◆ What you have to do: Output every entry exactly as written.

◆ Provided data:
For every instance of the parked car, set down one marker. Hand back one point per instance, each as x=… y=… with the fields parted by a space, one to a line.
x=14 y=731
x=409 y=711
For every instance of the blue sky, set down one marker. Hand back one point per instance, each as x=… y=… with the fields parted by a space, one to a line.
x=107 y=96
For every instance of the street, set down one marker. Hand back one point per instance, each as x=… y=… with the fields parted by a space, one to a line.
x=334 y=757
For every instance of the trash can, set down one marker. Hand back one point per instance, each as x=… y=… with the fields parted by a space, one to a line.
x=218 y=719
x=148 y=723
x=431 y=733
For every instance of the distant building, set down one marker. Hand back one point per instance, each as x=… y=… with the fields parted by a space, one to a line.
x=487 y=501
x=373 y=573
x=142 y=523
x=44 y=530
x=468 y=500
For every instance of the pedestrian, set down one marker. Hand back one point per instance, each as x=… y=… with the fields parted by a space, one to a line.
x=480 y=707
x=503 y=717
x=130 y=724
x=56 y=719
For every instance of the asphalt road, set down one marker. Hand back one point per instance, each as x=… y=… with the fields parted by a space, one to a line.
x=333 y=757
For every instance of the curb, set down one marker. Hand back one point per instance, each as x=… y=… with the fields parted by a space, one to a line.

◆ Written response:
For every instance of the parked car, set down one marker. Hand back one point per instance, each as x=… y=… with the fields parted by a space, one to a line.
x=14 y=731
x=409 y=711
For every instance of the blue sky, set down one marker. Hand back one point per instance, each as x=… y=… with the fields parted by a space, one to a line.
x=107 y=96
For every instance of the street, set down one marker. Hand back one point per instance, each as x=… y=… with the fields parted by a space, one to a line.
x=334 y=757
For every instance of the trash can, set down one marker. Hand back one point per instance, each as x=… y=… with the fields parted by a space, one to a line.
x=218 y=719
x=148 y=723
x=431 y=733
For every instance of the distant building, set down one marker. Hand back one point per instance, each as x=… y=… with the fields parted by a space, one to a line.
x=487 y=501
x=373 y=573
x=142 y=523
x=44 y=530
x=468 y=500
For every instance of the pedestrian, set down one marker. Hand back one point per instance, each as x=… y=… with the fields parted by a space, one to a line.
x=480 y=707
x=503 y=717
x=130 y=724
x=56 y=719
For every instance of the asphalt road, set down one marker. Hand back one point per instance, each as x=… y=… with the fields parted by a space, one to a line.
x=333 y=757
For every instance of the curb, set down one marker. Hand back one point per instance, each as x=… y=… with the fields parted by a space, one to a line.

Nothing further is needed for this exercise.